--- Requirement ---
Leaving the pictures aside, transcribe every line below exactly.

(Location labeling records)
----
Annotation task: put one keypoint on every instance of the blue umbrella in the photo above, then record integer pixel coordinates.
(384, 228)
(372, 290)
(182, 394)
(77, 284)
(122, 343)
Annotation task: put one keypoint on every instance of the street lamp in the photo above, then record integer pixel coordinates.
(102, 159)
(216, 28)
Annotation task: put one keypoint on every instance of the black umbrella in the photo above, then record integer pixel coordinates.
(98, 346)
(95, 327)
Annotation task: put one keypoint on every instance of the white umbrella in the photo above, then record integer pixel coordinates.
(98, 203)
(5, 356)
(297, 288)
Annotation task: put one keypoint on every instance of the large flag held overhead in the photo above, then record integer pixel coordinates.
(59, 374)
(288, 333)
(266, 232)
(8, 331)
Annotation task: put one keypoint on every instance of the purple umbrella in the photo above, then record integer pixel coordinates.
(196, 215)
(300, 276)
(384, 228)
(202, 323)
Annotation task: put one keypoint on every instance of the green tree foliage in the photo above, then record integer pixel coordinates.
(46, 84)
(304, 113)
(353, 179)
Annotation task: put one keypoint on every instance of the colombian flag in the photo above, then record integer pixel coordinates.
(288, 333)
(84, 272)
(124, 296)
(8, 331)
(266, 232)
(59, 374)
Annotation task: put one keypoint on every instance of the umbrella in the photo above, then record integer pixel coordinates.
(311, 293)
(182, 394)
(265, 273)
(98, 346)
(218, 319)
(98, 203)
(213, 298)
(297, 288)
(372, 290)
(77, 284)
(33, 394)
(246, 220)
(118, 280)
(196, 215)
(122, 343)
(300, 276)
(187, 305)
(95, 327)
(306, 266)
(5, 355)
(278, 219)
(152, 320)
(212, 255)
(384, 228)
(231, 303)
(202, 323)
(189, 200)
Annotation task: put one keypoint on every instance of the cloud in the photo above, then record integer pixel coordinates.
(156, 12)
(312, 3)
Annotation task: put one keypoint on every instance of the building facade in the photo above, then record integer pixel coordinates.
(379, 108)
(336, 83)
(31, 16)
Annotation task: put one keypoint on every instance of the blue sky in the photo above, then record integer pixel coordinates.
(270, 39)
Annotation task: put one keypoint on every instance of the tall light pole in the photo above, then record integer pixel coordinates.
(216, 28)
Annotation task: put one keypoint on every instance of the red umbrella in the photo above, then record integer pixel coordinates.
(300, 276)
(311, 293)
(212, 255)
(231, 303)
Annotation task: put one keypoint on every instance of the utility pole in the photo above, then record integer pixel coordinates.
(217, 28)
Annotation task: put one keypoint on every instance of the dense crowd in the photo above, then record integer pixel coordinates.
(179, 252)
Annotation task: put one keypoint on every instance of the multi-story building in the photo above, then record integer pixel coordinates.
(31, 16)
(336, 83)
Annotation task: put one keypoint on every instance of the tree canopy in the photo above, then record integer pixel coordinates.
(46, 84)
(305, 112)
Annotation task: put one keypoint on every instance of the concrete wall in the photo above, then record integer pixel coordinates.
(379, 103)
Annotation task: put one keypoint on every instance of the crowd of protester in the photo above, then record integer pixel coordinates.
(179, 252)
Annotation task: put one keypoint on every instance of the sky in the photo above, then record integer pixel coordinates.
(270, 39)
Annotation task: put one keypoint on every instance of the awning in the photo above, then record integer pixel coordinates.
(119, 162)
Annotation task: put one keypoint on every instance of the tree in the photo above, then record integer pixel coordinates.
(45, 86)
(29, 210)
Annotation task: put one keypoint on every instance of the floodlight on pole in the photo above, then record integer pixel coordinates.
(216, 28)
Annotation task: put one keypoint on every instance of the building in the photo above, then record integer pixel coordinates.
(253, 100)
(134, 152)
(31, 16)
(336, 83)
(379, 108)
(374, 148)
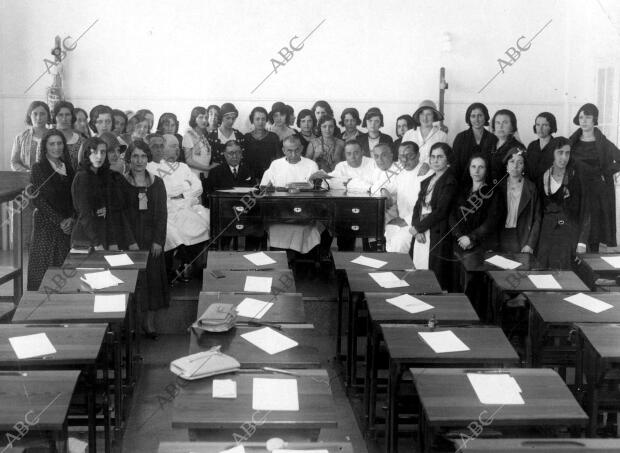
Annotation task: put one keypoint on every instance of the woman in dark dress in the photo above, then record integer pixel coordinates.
(566, 216)
(598, 159)
(145, 195)
(431, 212)
(475, 140)
(51, 180)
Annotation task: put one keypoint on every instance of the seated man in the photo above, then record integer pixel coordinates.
(406, 189)
(292, 168)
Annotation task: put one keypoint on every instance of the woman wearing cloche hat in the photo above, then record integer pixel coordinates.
(599, 159)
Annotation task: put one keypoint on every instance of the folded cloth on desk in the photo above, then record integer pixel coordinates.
(204, 364)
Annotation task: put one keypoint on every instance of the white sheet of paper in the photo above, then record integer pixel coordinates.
(275, 394)
(409, 303)
(502, 262)
(224, 388)
(612, 260)
(370, 262)
(259, 259)
(493, 388)
(445, 341)
(118, 260)
(387, 280)
(111, 303)
(269, 340)
(257, 284)
(544, 281)
(588, 302)
(28, 346)
(253, 308)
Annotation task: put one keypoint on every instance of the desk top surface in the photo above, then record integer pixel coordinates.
(553, 308)
(236, 261)
(75, 344)
(287, 308)
(517, 280)
(395, 261)
(47, 393)
(195, 407)
(234, 281)
(486, 345)
(63, 308)
(67, 280)
(452, 308)
(304, 355)
(420, 282)
(449, 399)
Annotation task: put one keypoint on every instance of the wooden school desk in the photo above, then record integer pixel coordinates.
(219, 419)
(78, 346)
(598, 360)
(250, 447)
(488, 347)
(37, 308)
(539, 445)
(287, 307)
(449, 309)
(304, 355)
(449, 401)
(361, 283)
(235, 261)
(234, 281)
(47, 397)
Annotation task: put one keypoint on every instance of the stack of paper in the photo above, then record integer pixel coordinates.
(370, 262)
(275, 395)
(253, 308)
(409, 303)
(257, 284)
(388, 280)
(269, 340)
(588, 302)
(503, 263)
(28, 346)
(259, 259)
(100, 280)
(496, 388)
(444, 341)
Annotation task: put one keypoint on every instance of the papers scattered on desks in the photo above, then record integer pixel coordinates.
(101, 280)
(257, 284)
(111, 303)
(224, 388)
(259, 259)
(409, 303)
(495, 388)
(613, 261)
(275, 395)
(502, 262)
(544, 281)
(253, 308)
(388, 280)
(269, 340)
(370, 262)
(588, 302)
(118, 260)
(445, 341)
(28, 346)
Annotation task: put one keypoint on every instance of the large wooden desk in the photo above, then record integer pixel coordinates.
----
--- Output ---
Annotation task: put one keypoint on every instance of the blue umbrella in the photo above, then record integer pixel coordinates.
(384, 228)
(372, 290)
(182, 394)
(77, 284)
(122, 343)
Annotation task: put one keypoint on every instance of the street lamp in the photo above, then record integer pixel coordinates.
(102, 159)
(216, 28)
Annotation task: put one keypoint on every instance of the black umbrella in the photo above, then record integer pixel coordinates.
(98, 346)
(95, 327)
Annotation task: put one keypoint on every instance of the white umbrella in the photo above, then record integer pixel coordinates.
(98, 203)
(5, 356)
(297, 288)
Annotation task: put one keypoint on every instance of the large flag held overhead in the photo above, then record integer pixel coordinates.
(59, 374)
(288, 333)
(266, 232)
(8, 331)
Annotation task: put one keypoint on every instance of the purple umbrella in the photo above, then record integer pixel coordinates.
(196, 215)
(300, 276)
(384, 228)
(202, 323)
Annotation task: put one keypoint on every instance of the green tree foliage in the photo above, then record integer pixel coordinates.
(46, 84)
(304, 113)
(353, 179)
Annotation task: put one keypoint on every instance of the colombian flag in the photo above, then record integer pixel coordinates.
(288, 333)
(84, 272)
(124, 296)
(8, 331)
(266, 232)
(59, 374)
Annotation task: put one keypoint on every instance of the umbrella in the photo above, then record integer pixel coordinates.
(311, 293)
(182, 394)
(265, 273)
(98, 346)
(218, 319)
(98, 203)
(213, 298)
(297, 288)
(372, 290)
(77, 284)
(33, 394)
(246, 220)
(118, 280)
(196, 215)
(122, 343)
(300, 276)
(187, 305)
(95, 327)
(306, 266)
(5, 355)
(278, 219)
(152, 320)
(212, 255)
(384, 228)
(231, 303)
(202, 323)
(189, 200)
Annotation task: put one keypoint on every instance of the cloud in the photo above, then record integer pixel coordinates.
(156, 12)
(312, 3)
Annotation task: put one keypoint on every instance of the building facade in the photo above, then record integer pixel coordinates.
(379, 108)
(336, 83)
(31, 16)
Annotation task: put one keypoint on every instance of the blue sky in the photo above, then record integer pixel coordinates.
(270, 39)
Annotation task: put one keypoint on every instance of the tall light pole in the photo above, then record integer pixel coordinates.
(216, 28)
Annotation task: put one keypoint on every instance of the red umbrella in the photo above, then record integer pixel coordinates.
(300, 276)
(311, 293)
(212, 255)
(231, 303)
Annotation task: put one keypoint on every instance of the utility pole in the photo above, then record integer pixel coordinates.
(217, 28)
Annotation task: put one keypoint on every instance of the dense crowd in the photo above, then record integer pixel coordinates.
(179, 252)
Annotation task: put one keypoint on every instance of the multi-story building in the photo above, then record integer pixel coordinates.
(31, 16)
(336, 83)
Annotation task: put one keypoint on every instance of the tree canopy in the photo above, then record integer pixel coordinates.
(46, 84)
(305, 112)
Annotation task: put one keypoint on every instance of the concrete wall in the photo above, then record integer pixel coordinates.
(379, 103)
Annotation task: put one keypoint on every instance of the crowd of protester in the photo above, then record integer pixel coordinates.
(179, 252)
Annotation task: put one keypoint on every instance of the sky in the photo above, then record integer pixel coordinates.
(270, 39)
Annotation task: put one keypoint on every instance of the awning in the photo above, then record integer pixel coordinates.
(119, 162)
Annotation task: put one keypoint on every instance of the tree in the photo above, then record integer pixel coordinates.
(45, 86)
(29, 210)
Annotation task: put one keypoint on every instance of the floodlight on pole in the photo above, then record integer pixel coordinates.
(216, 28)
Annotation task: put one keypoint on every instance of the building in the photo above, then record integer pixel coordinates.
(253, 100)
(134, 152)
(31, 16)
(336, 83)
(379, 108)
(374, 148)
Annotation task: put one keypoint on every instance of the woman in dark dress in the photo above, then record integer pixel coordinates.
(566, 216)
(598, 159)
(145, 195)
(431, 212)
(475, 140)
(51, 180)
Annotation task: put one keypoint on every instance of the seated man in the photo above, then record integer pixel coordinates.
(406, 189)
(292, 168)
Annotation task: put one keypoint on every instance of the woman wearing cloche hat in the photo above, then record integer pixel coordinates.
(599, 159)
Annotation task: put one keypoint on every instance of the folded cloth on desk in the photo above, then record integer pixel coordinates.
(204, 364)
Annotation task: put one keypoint on every instance of the white sheet of paper in the photo above, then record integer pixel coordinates.
(275, 394)
(409, 303)
(502, 262)
(224, 388)
(612, 260)
(370, 262)
(259, 259)
(493, 388)
(445, 341)
(118, 260)
(387, 280)
(111, 303)
(269, 340)
(257, 284)
(544, 281)
(588, 302)
(28, 346)
(253, 308)
Annotation task: put one keypoint on every instance of the desk top surface in the photo above, then record integer pixel coordinates.
(553, 308)
(236, 261)
(75, 344)
(287, 308)
(517, 280)
(395, 261)
(47, 393)
(195, 407)
(234, 281)
(486, 345)
(63, 308)
(67, 280)
(452, 308)
(304, 355)
(420, 282)
(449, 399)
Annotation task: put one keypoint on every instance of the wooden school desk in the photo above, then record integer pixel coordinates.
(219, 419)
(78, 346)
(598, 360)
(250, 447)
(488, 347)
(37, 308)
(539, 445)
(287, 307)
(449, 309)
(304, 355)
(449, 401)
(361, 283)
(235, 261)
(234, 281)
(47, 397)
Annotation task: put one keypoint on every instance of the stack of paper in the photo above, then record integer pixel coordinates.
(370, 262)
(275, 395)
(253, 308)
(409, 303)
(257, 284)
(388, 280)
(269, 340)
(588, 302)
(503, 263)
(28, 346)
(259, 259)
(100, 280)
(496, 388)
(444, 341)
Annotation task: put one keypoint on every instance of the papers scattered on desks in the photo above, then record integer pixel coordinates.
(101, 280)
(257, 284)
(111, 303)
(224, 388)
(259, 259)
(409, 303)
(495, 388)
(613, 261)
(275, 395)
(502, 262)
(544, 281)
(253, 308)
(388, 280)
(269, 340)
(370, 262)
(588, 302)
(118, 260)
(445, 341)
(28, 346)
Annotation task: put one keypoint on every instance of the large wooden desk in the photo above, then record integer pixel coordinates.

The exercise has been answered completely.